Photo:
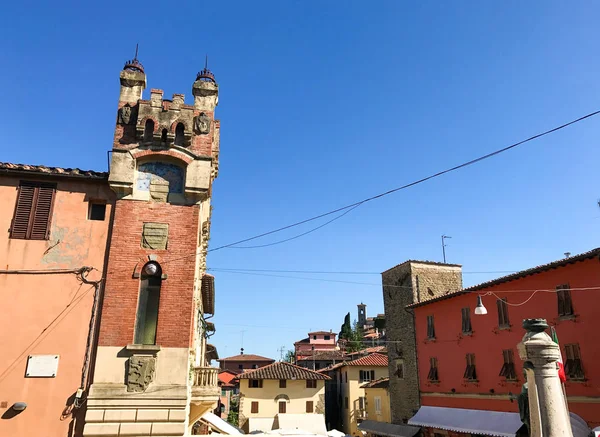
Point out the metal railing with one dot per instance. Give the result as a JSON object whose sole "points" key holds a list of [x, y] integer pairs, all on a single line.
{"points": [[206, 377]]}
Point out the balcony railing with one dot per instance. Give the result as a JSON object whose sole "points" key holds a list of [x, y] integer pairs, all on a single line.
{"points": [[206, 377]]}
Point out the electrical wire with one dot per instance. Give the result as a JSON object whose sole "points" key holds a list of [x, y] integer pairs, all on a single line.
{"points": [[411, 184], [400, 286], [323, 272], [299, 235]]}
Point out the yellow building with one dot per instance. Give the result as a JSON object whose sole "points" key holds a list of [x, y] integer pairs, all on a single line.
{"points": [[377, 400], [351, 377], [282, 395], [378, 414]]}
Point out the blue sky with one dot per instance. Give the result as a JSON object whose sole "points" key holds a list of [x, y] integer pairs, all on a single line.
{"points": [[323, 104]]}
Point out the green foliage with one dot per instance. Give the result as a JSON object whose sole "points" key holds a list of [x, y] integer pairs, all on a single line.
{"points": [[352, 334]]}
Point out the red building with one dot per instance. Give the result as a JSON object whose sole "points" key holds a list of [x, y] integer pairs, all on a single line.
{"points": [[469, 361]]}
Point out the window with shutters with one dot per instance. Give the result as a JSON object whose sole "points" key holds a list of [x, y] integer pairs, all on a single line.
{"points": [[255, 383], [466, 321], [433, 373], [33, 211], [430, 328], [573, 366], [310, 407], [565, 306], [508, 367], [502, 313], [97, 211], [146, 320], [366, 375], [470, 372], [377, 400]]}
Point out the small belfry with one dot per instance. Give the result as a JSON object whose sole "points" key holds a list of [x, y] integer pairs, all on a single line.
{"points": [[152, 373]]}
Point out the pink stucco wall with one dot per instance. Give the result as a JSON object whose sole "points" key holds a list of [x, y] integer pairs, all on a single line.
{"points": [[48, 313]]}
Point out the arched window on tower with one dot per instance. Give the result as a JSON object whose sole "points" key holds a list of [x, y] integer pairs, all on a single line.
{"points": [[179, 132], [147, 313], [148, 130]]}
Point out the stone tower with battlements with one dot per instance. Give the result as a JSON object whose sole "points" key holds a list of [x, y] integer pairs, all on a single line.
{"points": [[405, 284], [151, 372]]}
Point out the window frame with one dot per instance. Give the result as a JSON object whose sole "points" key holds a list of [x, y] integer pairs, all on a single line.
{"points": [[254, 383], [433, 375], [564, 301], [430, 327], [503, 319], [377, 402], [467, 327], [30, 210], [573, 366], [282, 405], [470, 374], [508, 369]]}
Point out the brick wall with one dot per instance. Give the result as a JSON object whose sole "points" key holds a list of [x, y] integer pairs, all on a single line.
{"points": [[403, 285], [127, 256]]}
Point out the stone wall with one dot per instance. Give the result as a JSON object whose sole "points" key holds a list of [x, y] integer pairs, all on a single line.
{"points": [[405, 284]]}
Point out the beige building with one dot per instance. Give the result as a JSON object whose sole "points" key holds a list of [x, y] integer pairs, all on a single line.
{"points": [[271, 395], [350, 377], [377, 400]]}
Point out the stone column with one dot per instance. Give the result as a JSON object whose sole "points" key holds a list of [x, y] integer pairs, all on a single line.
{"points": [[549, 415]]}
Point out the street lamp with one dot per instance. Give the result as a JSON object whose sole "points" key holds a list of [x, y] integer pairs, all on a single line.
{"points": [[480, 310]]}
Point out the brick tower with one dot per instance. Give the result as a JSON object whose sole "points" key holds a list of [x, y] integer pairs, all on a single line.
{"points": [[151, 374]]}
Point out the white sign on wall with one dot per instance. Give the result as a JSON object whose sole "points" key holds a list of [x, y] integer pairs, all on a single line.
{"points": [[41, 366]]}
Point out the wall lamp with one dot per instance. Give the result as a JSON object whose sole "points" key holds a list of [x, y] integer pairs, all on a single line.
{"points": [[480, 310], [19, 406]]}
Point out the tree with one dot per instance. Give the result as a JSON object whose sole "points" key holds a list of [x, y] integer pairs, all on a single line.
{"points": [[351, 335], [289, 356]]}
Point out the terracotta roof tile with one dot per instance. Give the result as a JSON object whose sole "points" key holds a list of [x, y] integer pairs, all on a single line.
{"points": [[324, 355], [247, 357], [282, 370], [374, 359], [514, 276], [8, 167], [378, 383]]}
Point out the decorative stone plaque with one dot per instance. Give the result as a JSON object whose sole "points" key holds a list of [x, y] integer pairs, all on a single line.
{"points": [[42, 366]]}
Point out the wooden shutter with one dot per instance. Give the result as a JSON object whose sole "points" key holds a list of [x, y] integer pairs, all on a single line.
{"points": [[33, 211]]}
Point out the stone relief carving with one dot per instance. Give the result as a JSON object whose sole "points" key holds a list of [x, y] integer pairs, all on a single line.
{"points": [[125, 114], [202, 124], [141, 373]]}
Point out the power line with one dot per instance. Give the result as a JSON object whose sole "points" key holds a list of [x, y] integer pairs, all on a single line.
{"points": [[319, 272], [553, 290], [435, 175], [411, 184]]}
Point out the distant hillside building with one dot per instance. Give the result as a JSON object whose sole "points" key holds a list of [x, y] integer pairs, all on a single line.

## TASK DETAILS
Everything in the entries except the images must be copied exactly.

## RESPONSE TO THIS EXERCISE
Photo:
Point out the metal railing with one dot per instance. Give the result as a JSON object whose sole "points" key holds a list of [x, y] integer pairs, all on a single line.
{"points": [[206, 377]]}
Point out the balcony railing with one dot per instance. Give the result as a JSON object whose sole "points" key holds a list of [x, y] integer pairs, all on a single line.
{"points": [[206, 377]]}
Point out the electrical wire with one dot per instance. Give the result as a JSON object whose sole "points" key holds a list of [x, y] integer pairs, all on a single line.
{"points": [[411, 184], [400, 286], [323, 272], [299, 235]]}
Point out the yellow building with one dot per instance. Give the result as a JSON object whose sole "points" key holds a list of [x, y] integer pairs, all on a single line.
{"points": [[377, 400], [351, 377], [282, 395], [378, 414]]}
Point out the blue sky with one dot per instance. Give the result as a JSON object whose sole "points" key holds a list of [x, y] integer pairs, all on a single line.
{"points": [[323, 104]]}
Point out the green foliage with one dot per instance. Give the result as a JSON object whose sole "points" key holds a list of [x, y] integer pairs, all on a single line.
{"points": [[352, 334]]}
Point out the red building with one dot per instance. Give the result as a JSON object whose sole "points" key holds a list of [x, y] integer pairs, all on a single line.
{"points": [[469, 361]]}
Point out the window with shutters with one dot per instance. Give the result as a JSON object whose sole "points" key holds a list of [x, y] integer pairs, all on a single line.
{"points": [[255, 383], [466, 321], [433, 373], [33, 211], [430, 328], [573, 366], [310, 407], [565, 306], [508, 367], [502, 313], [97, 211], [146, 320], [366, 375], [470, 372], [377, 400]]}
Point out the small belfry with one dot per instance. Give the result as a JSON object whose sole "points" key holds a list of [x, y] integer pairs, all on a single line.
{"points": [[152, 373]]}
Point out the pink stucco wall with one dot per instance. Give the result as a JSON object whose sole "points" key holds a list of [x, y] integer pairs, all on a single line.
{"points": [[48, 313]]}
Point out the arched window on tower with one dot per instance. Give the result as a JSON object whose sole "points" key holds a list of [x, y] integer pairs, all on a single line.
{"points": [[179, 132], [147, 313], [148, 130]]}
Point out the stone tower with battlements with one dot per instance. Give the result as a JSON object whose sole "points" key holds a list of [x, y] integer pairs, all on a single line.
{"points": [[405, 284], [151, 372]]}
Point out the window frame with one dot per instance. Give the result as a JSON object whose sole "points" key holds a list of [x, y] integer pairs, all on a single line.
{"points": [[254, 383], [433, 375], [564, 301], [430, 327], [503, 319], [377, 402], [467, 327], [30, 210], [573, 366], [282, 405], [470, 374], [508, 369]]}
Point out the brick wall with one dot per instance. Give the result as a JSON object whose sole "points" key holds a list of [x, y] integer pairs, all on a single line.
{"points": [[403, 285], [127, 256]]}
Point out the stone wall with one dot per instance. Give the result as a JSON object whose sole "points" key holds a list of [x, y] integer pairs, all on a single line.
{"points": [[405, 284]]}
Point out the beige building with one dot per instance. Give the result as a JSON object whose sole "points" key holds a list of [x, y] integer pairs, all on a single line.
{"points": [[271, 395], [350, 377], [377, 400]]}
Point out the stone column with one dot per instance. Give the result as a JSON object whose sole "points" key holds a list of [x, y] integer pairs, all on a single line.
{"points": [[549, 415]]}
Point out the street lamp with one dot per instance. Give the result as a JSON object whose sole "points" key holds a list of [x, y] integer pairs, all on a single line.
{"points": [[480, 310]]}
Point out the brick tower with one dot per instance. Give the result as a JSON object whose sole "points" key holds a list of [x, y] integer pairs, all on a single line.
{"points": [[151, 374]]}
Point out the white sign on wall with one dot per instance. Give the result as a JSON object whose sole "points" key holds a list of [x, y] integer pairs, all on a single line.
{"points": [[41, 366]]}
Point out the wall lamp with one dot per instance. Give the result as a JSON object whose sole "points" key holds a list of [x, y] integer pairs, all on a single line.
{"points": [[480, 310], [19, 406]]}
Point out the tree with one dot per instance. Give the result as a JSON object whose sole "points" key holds a list of [x, y] integer pairs, all on a single line.
{"points": [[351, 335], [289, 356]]}
Point out the terracotta roof tile with one dot per instance. Give the result as a JSON object whose sole "points" key holds a list of [x, y] integer pairs, all on a single line.
{"points": [[324, 355], [247, 357], [282, 370], [374, 359], [514, 276], [8, 167], [378, 383]]}
Point out the decorative stone plaque with one dot per instance. Give the result as a JSON object whose sole "points" key holds a list of [x, y] integer pairs, all on a single line.
{"points": [[42, 366]]}
Point out the wooden shutter with one dot per instance. Give the result as a JSON object whose sole "points" key holds a list of [x, y] integer pairs, all on a single line.
{"points": [[33, 211]]}
Point out the stone relief carving with one dot per instance. Give the result as a JSON object whose sole "points" key holds a list of [x, y] integer pairs, all on a single line.
{"points": [[125, 114], [202, 124], [141, 373]]}
Point out the power line with one dot per instance. Give the result as a JSON object whose sole "points" key holds a list of [x, y] integer pairs, all on a single line.
{"points": [[319, 272], [553, 290], [435, 175], [411, 184]]}
Point out the distant hillside building with one dot per instance. Give the result as a JSON object whose sole "points" key holds a list of [x, y] integer pairs, all on a single line.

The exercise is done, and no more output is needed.